Ebook
From an esteemed scholar of American religion and sexuality, a sweeping account of the century of religious conflict that produced our culture wars
Gay marriage, transgender rights, birth control -- sex is at the heart of many of the most divisive political issues of our age. The origins of these conflicts, historian R. Marie Griffith argues, lie in sharp disagreements that emerged among American Christians a century ago. From the 1920s onward, a once-solid Christian consensus regarding gender roles and sexual morality began to crumble, as liberal Protestants sparred with fundamentalists and Catholics over questions of obscenity, sex education, and abortion. Both those who advocated for greater openness in sexual matters and those who resisted new sexual norms turned to politics to pursue their moral visions for the nation. Moral Combat is a history of how the Christian consensus on sex unraveled, and how this unraveling has made our political battles over sex so ferocious and so intractable.
"[Griffith] shows that at every turn in the culture wars of the last century or so, religious leaders have battled to obstruct gender, sexual, and racial equality.... The juxtaposition of deep dives and aerial views makes...a propulsive read. As do the wrinkles that complicate any easy political assumptions."—Laura Kipnis, New York Review of Books
"Magisterial...Griffith's observations are eerily prescient...Moral Combat is an impressive history of a massive fault line running through American history and politics: namely, sex."—Washington Post
"Moral Combat is a vivid illustration of a principle that liberals understand well and that religious conservatives usually do not: Culture precedes politics."—Wall Street Journal
"Marie Griffith...reviews a century's worth of American cultural conflict over sexuality, fueled by a growing divide between religious subcultures. Readers will benefit from her clear presentation of the longer history and larger significance of our sexual conflicts."—Christianity Today
"Griffith has undoubtedly performed a great service in documenting the influence of these largely forgotten reformers and ecumenical bodies. Her book is deeply researched, nuanced in its portrayals of activists on both sides, and thoroughly entertaining to boot."—Los Angeles Review of Books
"The story Griffith tells is crucial.... Her contribution is part of a much-needed sex education, and like all good teachers she presents it vividly."—Linda Gordon, New Republic
"Highly informative."—The Gospel Coalition
"[An] exceptional cultural history...Griffith's remarkably comprehensive book will be of interest to scholars and lay readers alike."—Publishers Weekly (starred review)

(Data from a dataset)
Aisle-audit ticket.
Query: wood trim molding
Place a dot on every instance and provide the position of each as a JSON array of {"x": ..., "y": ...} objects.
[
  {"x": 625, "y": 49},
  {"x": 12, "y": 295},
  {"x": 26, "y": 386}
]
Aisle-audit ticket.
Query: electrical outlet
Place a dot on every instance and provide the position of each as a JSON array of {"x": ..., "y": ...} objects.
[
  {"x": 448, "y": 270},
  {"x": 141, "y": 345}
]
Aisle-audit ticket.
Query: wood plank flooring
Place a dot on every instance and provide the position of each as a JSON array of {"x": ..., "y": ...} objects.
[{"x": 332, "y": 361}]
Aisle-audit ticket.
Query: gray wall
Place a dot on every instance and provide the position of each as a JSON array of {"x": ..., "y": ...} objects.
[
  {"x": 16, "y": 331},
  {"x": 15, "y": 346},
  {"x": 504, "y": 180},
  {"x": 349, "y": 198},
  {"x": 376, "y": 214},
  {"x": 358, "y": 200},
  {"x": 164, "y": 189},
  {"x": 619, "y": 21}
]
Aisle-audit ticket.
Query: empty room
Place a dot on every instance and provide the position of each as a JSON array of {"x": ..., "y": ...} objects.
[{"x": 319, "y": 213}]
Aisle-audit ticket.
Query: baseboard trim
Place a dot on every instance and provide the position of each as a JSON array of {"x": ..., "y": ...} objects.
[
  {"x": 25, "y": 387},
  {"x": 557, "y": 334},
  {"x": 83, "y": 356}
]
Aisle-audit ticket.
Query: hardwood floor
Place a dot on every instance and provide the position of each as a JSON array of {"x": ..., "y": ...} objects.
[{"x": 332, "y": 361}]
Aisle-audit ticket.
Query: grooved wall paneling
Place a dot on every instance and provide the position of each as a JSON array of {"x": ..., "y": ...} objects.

**Task item**
In the Moral Combat book description, starting in which decade did the once-solid Christian consensus on gender roles and sexual morality begin to crumble?

**Result of this task**
The 1920s.